▸ **Problem statement**: The whole listing is to be printed again exactly.
--- Listed entries ---
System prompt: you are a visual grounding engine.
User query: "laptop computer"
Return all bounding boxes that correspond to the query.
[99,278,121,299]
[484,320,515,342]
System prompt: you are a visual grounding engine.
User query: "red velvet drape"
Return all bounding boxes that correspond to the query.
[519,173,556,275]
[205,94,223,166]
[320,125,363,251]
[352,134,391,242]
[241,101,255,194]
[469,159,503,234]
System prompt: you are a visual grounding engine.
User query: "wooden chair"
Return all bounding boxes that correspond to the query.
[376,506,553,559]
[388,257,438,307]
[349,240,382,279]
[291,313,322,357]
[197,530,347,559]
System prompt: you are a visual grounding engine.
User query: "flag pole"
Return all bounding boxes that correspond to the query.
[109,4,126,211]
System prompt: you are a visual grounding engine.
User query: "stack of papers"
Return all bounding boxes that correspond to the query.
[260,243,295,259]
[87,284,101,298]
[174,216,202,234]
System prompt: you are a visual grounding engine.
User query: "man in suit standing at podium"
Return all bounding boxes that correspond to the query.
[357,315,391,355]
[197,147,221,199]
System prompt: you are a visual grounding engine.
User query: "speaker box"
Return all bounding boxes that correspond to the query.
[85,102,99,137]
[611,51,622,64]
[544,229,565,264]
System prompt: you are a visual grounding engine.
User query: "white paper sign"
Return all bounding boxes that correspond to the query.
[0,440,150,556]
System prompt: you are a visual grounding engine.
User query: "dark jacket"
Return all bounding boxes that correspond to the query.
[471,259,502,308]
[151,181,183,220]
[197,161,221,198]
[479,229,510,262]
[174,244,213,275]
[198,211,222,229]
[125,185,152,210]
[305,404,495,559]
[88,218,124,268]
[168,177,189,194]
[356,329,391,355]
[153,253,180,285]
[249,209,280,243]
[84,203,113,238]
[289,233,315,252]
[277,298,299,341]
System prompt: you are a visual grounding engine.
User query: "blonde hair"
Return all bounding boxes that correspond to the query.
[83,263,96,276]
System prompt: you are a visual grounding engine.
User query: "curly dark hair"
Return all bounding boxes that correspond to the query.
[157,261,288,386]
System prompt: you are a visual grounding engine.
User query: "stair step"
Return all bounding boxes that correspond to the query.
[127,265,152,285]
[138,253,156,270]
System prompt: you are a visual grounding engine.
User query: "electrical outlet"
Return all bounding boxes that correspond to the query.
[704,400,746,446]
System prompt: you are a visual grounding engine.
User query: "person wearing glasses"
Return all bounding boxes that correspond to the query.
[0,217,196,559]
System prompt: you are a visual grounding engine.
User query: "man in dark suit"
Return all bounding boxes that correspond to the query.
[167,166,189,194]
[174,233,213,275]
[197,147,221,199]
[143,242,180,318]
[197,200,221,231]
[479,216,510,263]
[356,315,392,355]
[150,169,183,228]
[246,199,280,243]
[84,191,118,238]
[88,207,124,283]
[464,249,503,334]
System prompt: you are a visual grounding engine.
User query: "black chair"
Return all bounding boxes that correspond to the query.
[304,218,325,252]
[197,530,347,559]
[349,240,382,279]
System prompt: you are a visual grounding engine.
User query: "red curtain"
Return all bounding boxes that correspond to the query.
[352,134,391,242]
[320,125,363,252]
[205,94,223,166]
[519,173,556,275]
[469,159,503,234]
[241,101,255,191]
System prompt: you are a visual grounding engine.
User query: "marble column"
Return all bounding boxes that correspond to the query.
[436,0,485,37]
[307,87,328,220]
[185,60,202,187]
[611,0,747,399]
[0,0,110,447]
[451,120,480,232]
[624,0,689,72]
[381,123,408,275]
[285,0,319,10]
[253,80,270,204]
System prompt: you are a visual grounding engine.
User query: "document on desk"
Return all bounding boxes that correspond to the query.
---
▸ **Solution**:
System prompt: you are a visual grounding engine.
User query: "laptop computer"
Return all bounding boxes that correspond to the query.
[99,278,121,299]
[484,320,515,342]
System prompt: you are a visual grounding engine.
User query: "red velvet drape"
Return all bounding boxes that correspond to the query.
[519,173,556,275]
[205,94,223,166]
[320,125,363,251]
[352,134,391,242]
[241,101,255,194]
[469,159,503,234]
System prompt: you are a visual grounding engine.
User query: "wooden chair"
Return all bounding boxes that correspond to the query.
[376,506,553,559]
[388,257,438,307]
[349,240,382,279]
[291,313,322,357]
[197,530,347,559]
System prompt: you are a visual grounding engine.
User query: "flag pole"
Return all bounding boxes that correspond to the query.
[109,4,126,211]
System prompt: you are a visual grounding engine.
User query: "stack of papers"
Return all bounding boxes that correspond to the query.
[260,243,295,259]
[87,284,101,298]
[174,216,202,234]
System prompt: you are a visual grounding engine.
User query: "man in suit standing at podium"
Return all bounding boxes that correspond to the query.
[357,315,391,355]
[197,147,221,199]
System prompt: you are a visual grounding engine.
User query: "speaker box"
Return all bounding boxes that correspond to the query.
[85,102,99,137]
[611,51,622,64]
[544,229,565,264]
System prompt: you are a visual grounding engine.
User query: "white paper sign"
Return all bounding boxes that correspond to the query.
[0,440,150,556]
System prompt: you are a visual grounding engine.
User query: "dark jacket"
Return all bounding boxes that correspond to the query.
[471,259,502,308]
[151,181,183,220]
[197,161,221,198]
[479,229,510,262]
[174,244,213,275]
[198,211,222,229]
[125,185,152,210]
[305,404,495,559]
[88,218,124,268]
[168,177,189,194]
[356,329,391,355]
[153,253,180,285]
[249,209,280,243]
[84,203,113,238]
[289,233,315,252]
[277,298,299,341]
System prompt: you are a visual grounding engine.
User query: "blonde hair"
Return all bounding boxes that correspond to the query.
[83,263,96,276]
System prompt: you are a visual grounding engine.
User query: "curly dark hair"
Return all bounding boxes that correspond to the query.
[157,261,288,386]
System prompt: you are a visual grounding engine.
User query: "stair step"
Return all bounding boxes that correspond to the query.
[127,265,152,285]
[138,253,156,270]
System prompt: you are a visual grounding engine.
User query: "electrical outlet"
Return all bounding boxes that correspond to the query.
[704,400,746,446]
System prompt: you are a visual grounding engine.
User query: "person wearing glasses"
Return all bounding boxes that correspond to the query.
[0,217,196,559]
System prompt: you are a visual grounding engine.
User query: "man in dark suit"
Return all bounding boxes that correspond to the query.
[167,166,189,194]
[174,233,213,275]
[197,147,221,199]
[143,242,180,318]
[197,200,221,231]
[479,216,510,263]
[356,315,392,355]
[150,169,183,228]
[246,199,280,243]
[84,191,118,238]
[88,207,124,283]
[464,249,503,334]
System prompt: you are a visual grounding engine.
User query: "black chair"
Return all bounding boxes that correspond to the query.
[304,218,325,252]
[197,530,347,559]
[349,240,382,279]
System prompt: you are a visual grounding engine.
User query: "red curtain"
Return all bounding boxes that correspond to the query.
[352,134,391,242]
[320,125,363,252]
[205,94,223,166]
[519,173,556,275]
[469,159,503,234]
[241,101,255,191]
System prompt: you are a visual grounding engine.
User query: "marble column"
Return all bounding boxes that correspond to the query.
[436,0,485,37]
[307,87,328,220]
[185,60,202,187]
[611,0,747,399]
[0,0,110,447]
[451,120,480,232]
[624,0,689,72]
[381,123,408,275]
[285,0,319,10]
[253,80,270,204]
System prompt: you are a visual grounding engine.
User query: "document on desk"
Return all bounding boxes that correspond to the query.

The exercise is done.